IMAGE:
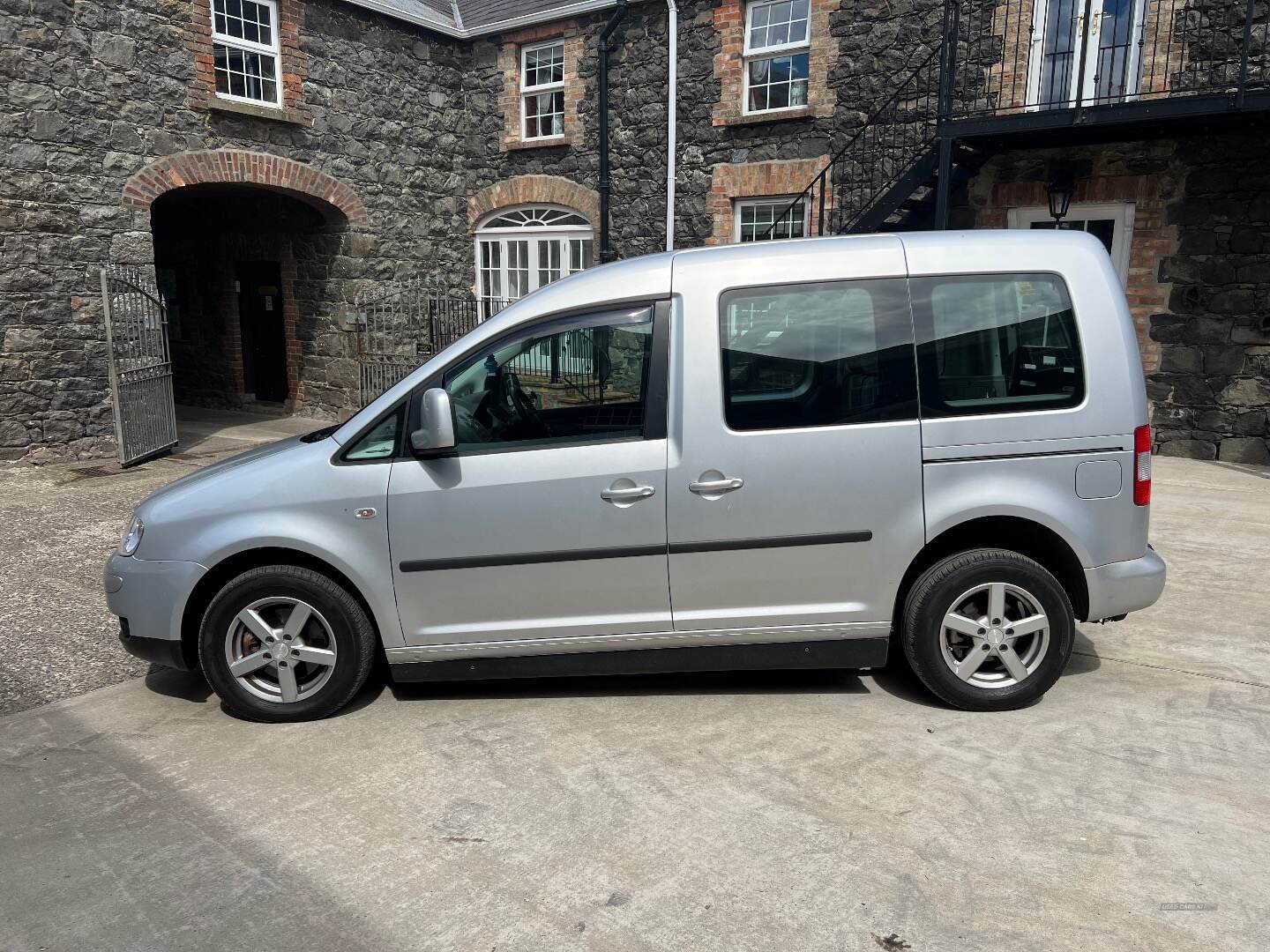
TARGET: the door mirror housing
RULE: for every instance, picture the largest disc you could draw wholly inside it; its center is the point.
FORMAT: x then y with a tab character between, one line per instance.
436	435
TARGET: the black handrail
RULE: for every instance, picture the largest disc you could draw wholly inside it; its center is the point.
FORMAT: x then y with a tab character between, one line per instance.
1004	60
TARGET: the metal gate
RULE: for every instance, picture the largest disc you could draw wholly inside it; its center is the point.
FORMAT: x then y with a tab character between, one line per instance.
140	365
403	325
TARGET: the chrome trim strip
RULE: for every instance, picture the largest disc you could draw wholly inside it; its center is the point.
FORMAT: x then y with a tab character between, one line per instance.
644	640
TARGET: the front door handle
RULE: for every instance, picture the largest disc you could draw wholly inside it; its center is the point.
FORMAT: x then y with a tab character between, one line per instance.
721	485
625	494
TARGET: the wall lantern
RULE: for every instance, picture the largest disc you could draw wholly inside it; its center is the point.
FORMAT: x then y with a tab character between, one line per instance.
1059	193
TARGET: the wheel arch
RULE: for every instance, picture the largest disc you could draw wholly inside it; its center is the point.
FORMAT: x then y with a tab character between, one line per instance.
234	565
1016	533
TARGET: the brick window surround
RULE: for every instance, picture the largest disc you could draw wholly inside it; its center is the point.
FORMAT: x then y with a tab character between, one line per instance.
1152	239
729	182
729	66
510	98
292	66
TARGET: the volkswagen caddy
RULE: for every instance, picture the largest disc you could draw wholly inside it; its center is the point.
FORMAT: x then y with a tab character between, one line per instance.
788	455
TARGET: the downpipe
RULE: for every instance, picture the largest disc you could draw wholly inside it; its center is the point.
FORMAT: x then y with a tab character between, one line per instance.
605	190
672	26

--

### [Task instructions]
Give back, unaltered, each line of the listing from the first to the line that contains "TARGET: the downpipe", leaving every picture out.

### [Result below]
IMAGE:
TARGET: the door mirror housing
RULE: for every instance, picture the largest disc you could draw wholly inside it; its center is the point.
FORMAT: x then y with a tab character between, one line per instance.
436	435
TARGET: the black handrail
RULE: for every instance, picture the largest disc you could draw wholly inside it; its center is the point.
FORMAT: x then y with a tab character between, one line per instance.
1004	60
TARGET: the metal gate
RULE: for every instance, picture the largest disc you could draw wholly inside it; its center is the point.
FORMAT: x then y with a tab character between, one line per instance.
140	365
403	325
TARGET: the chrome trim strip
RULE: for every instance, picture the largest disc you could draw wholly inside it; its center is the point.
FORMAT: x then y with a tab character between, one line per instance.
644	640
TARGET: the front door handle
RULE: for every instance, picture the largest disc you could draw wholly inside it; its center is the point.
FORMAT: x then y with a tab character between, one line per instance.
721	485
625	494
TARGET: the wall lantern
RULE: for every instance, picture the largest disc you could draw wholly inside it; its center is the point.
FORMAT: x then y with a tab character between, one line per instance.
1059	193
TARGET: the wheel arch
RULE: for every instance, picture the largest disc you could draw wholly inside it; its center is the point.
FORMAT: x then y with a tab character between, one line per instance.
234	565
1016	533
TARGET: the brick window surround
RULE: for every instance, picture the largest disc you could draw wholly inside it; its center is the point.
FORMAT: x then y with a tab character between, one line per instance.
1152	239
729	182
729	66
510	98
292	66
TARGET: the volkswagen caddy
RULE: for every instance, picture the largest disc you could draw wholly inside it; its center is the point.
FORMAT: x then y with a tab character between, one line per instance.
788	455
TARGET: the downpipe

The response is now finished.